## [Exercise]
Reproduce the lines below word for word, from the line that contains "Please provide the mask of every instance of the ribbed" through the final line, including both.

## [Dataset entries]
************

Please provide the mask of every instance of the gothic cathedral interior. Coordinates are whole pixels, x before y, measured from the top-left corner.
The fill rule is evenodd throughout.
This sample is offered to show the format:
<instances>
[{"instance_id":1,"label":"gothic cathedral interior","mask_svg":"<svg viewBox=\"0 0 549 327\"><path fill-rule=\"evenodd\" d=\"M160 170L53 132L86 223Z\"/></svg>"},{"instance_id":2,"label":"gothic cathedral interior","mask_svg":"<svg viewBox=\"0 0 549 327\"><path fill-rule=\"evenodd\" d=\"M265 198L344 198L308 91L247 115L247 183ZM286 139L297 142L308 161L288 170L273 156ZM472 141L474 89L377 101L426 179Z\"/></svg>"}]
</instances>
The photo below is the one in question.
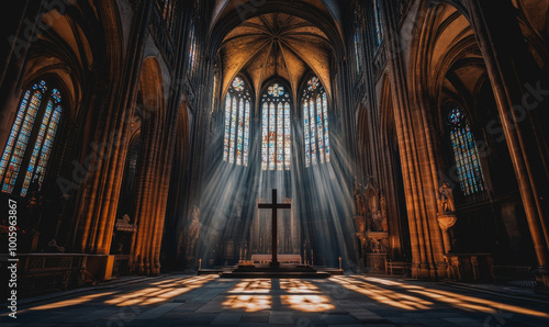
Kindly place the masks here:
<instances>
[{"instance_id":1,"label":"gothic cathedral interior","mask_svg":"<svg viewBox=\"0 0 549 327\"><path fill-rule=\"evenodd\" d=\"M548 0L11 2L21 294L266 262L549 291Z\"/></svg>"}]
</instances>

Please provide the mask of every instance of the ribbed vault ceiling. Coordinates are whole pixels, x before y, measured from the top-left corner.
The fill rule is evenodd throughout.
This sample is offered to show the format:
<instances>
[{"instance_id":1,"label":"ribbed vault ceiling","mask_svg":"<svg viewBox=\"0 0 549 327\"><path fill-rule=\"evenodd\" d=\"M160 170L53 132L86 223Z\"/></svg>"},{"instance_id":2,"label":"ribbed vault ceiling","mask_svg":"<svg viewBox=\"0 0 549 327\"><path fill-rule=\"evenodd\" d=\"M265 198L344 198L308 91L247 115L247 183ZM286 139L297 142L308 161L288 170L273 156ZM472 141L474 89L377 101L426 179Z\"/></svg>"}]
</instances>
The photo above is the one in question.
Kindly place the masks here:
<instances>
[{"instance_id":1,"label":"ribbed vault ceiling","mask_svg":"<svg viewBox=\"0 0 549 327\"><path fill-rule=\"evenodd\" d=\"M330 93L328 37L314 24L285 13L249 19L231 31L221 46L223 91L245 72L256 91L264 81L281 77L299 89L303 76L312 70Z\"/></svg>"}]
</instances>

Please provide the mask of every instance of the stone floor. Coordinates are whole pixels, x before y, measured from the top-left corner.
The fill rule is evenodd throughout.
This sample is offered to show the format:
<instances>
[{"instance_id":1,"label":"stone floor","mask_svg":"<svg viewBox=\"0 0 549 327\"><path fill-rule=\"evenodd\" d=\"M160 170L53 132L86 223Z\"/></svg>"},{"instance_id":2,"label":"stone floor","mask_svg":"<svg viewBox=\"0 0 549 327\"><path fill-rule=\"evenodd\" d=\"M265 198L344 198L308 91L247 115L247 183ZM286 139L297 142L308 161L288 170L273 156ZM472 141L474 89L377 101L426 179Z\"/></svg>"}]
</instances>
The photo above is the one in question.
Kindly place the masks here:
<instances>
[{"instance_id":1,"label":"stone floor","mask_svg":"<svg viewBox=\"0 0 549 327\"><path fill-rule=\"evenodd\" d=\"M497 290L496 290L497 291ZM549 301L449 283L347 275L161 275L31 298L1 326L549 326Z\"/></svg>"}]
</instances>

************

## [Solution to the exercise]
Please provide the mask of every instance of the ribbed vault ceiling. Coordinates are whole pixels, x before y, measured from the top-left corner.
The fill rule is evenodd throughout.
This sample is offered to show the format:
<instances>
[{"instance_id":1,"label":"ribbed vault ceiling","mask_svg":"<svg viewBox=\"0 0 549 327\"><path fill-rule=\"evenodd\" d=\"M160 170L53 132L86 223Z\"/></svg>"},{"instance_id":2,"label":"ribbed vault ceiling","mask_svg":"<svg viewBox=\"0 0 549 327\"><path fill-rule=\"evenodd\" d=\"M265 198L344 198L308 91L247 115L247 183ZM286 139L297 142L308 161L288 170L273 156ZM472 141L474 89L377 101L426 179Z\"/></svg>"}]
</instances>
The photo above is the one in question.
Kindly place the masks here:
<instances>
[{"instance_id":1,"label":"ribbed vault ceiling","mask_svg":"<svg viewBox=\"0 0 549 327\"><path fill-rule=\"evenodd\" d=\"M330 93L328 37L314 24L285 13L249 19L231 31L221 46L223 91L245 72L256 91L264 81L281 77L299 89L303 76L312 70Z\"/></svg>"}]
</instances>

Please provide the mask of every instance of the stone floor. Coordinates are whole pixels, x before y, measured from the top-left corner.
The fill rule is evenodd throughout.
This sample is offered to show the format:
<instances>
[{"instance_id":1,"label":"stone floor","mask_svg":"<svg viewBox=\"0 0 549 327\"><path fill-rule=\"evenodd\" d=\"M160 170L53 132L86 223Z\"/></svg>"},{"instance_id":2,"label":"stone floor","mask_svg":"<svg viewBox=\"0 0 549 327\"><path fill-rule=\"evenodd\" d=\"M265 198L344 198L308 91L247 115L247 183ZM286 139L297 142L308 161L288 170L273 156ZM472 141L474 89L377 101L426 179Z\"/></svg>"}]
</instances>
The photo above is the one in question.
Kindly place the masks here:
<instances>
[{"instance_id":1,"label":"stone floor","mask_svg":"<svg viewBox=\"0 0 549 327\"><path fill-rule=\"evenodd\" d=\"M497 290L496 290L497 291ZM549 301L449 283L347 275L161 275L31 298L1 326L549 326Z\"/></svg>"}]
</instances>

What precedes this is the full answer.